EXERCISE TEXT:
╭──
The oyster, which is from Japan and cultured locally in northern San Diego County, can be found on rip-rap in Tuna Harbor in San Diego Bay, on pylons in Mission Bay, in Los Penasquitos Lagoon, Agua Hedionda Lagoon and at the Tijuana River Estuary. “They have definitely become established and conspicuous within the last few years,” he said. “It’s a pretty big deal.”

A big deal because the Pacific oyster is a reef builder. It re-engineers its environment.

“We could end up with oyster reefs like they have in Japan,” said Crooks, who discussed local shellfish at the recent Headwaters to Oceans (H20) conference in San Diego.

The Pacific oyster is a $3.7-billion-a-year industry globally in part because of the bivalve’s large size, growth rate and tolerance to a range of marine conditions. The traits that make it so suited to culture could also make it a formidable invader.

“Our worry is that native oyster restoration efforts may backfire and we will end up creating habitat for the invasive oyster,” said Danielle Zacherl, a professor at Cal State Fullerton, who has been documenting the Pacific oyster’s spread in San Diego and Orange counties and is involved in native oyster bed restoration in Southern California.
╰──
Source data
╭──
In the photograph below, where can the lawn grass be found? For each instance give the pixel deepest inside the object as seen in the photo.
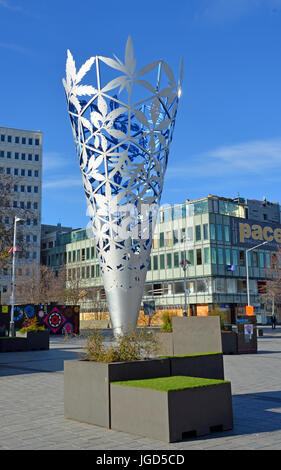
(167, 384)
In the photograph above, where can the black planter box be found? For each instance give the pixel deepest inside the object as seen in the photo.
(229, 342)
(170, 416)
(13, 344)
(37, 340)
(208, 366)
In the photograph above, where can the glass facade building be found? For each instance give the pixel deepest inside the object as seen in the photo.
(213, 234)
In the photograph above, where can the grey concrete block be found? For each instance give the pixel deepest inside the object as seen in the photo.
(87, 391)
(171, 416)
(196, 335)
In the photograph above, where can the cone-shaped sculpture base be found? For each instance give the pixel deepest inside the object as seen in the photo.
(124, 307)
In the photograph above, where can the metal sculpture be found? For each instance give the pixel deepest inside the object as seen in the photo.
(122, 130)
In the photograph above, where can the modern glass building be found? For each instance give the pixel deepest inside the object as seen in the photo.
(21, 165)
(214, 234)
╰──
WORK INSTRUCTIONS:
Return the section of the Pacific oyster passage starting with "A big deal because" and going on through "in Southern California.", word for word.

RESULT FOR THIS EXERCISE:
A big deal because the Pacific oyster is a reef builder. It re-engineers its environment.

“We could end up with oyster reefs like they have in Japan,” said Crooks, who discussed local shellfish at the recent Headwaters to Oceans (H20) conference in San Diego.

The Pacific oyster is a $3.7-billion-a-year industry globally in part because of the bivalve’s large size, growth rate and tolerance to a range of marine conditions. The traits that make it so suited to culture could also make it a formidable invader.

“Our worry is that native oyster restoration efforts may backfire and we will end up creating habitat for the invasive oyster,” said Danielle Zacherl, a professor at Cal State Fullerton, who has been documenting the Pacific oyster’s spread in San Diego and Orange counties and is involved in native oyster bed restoration in Southern California.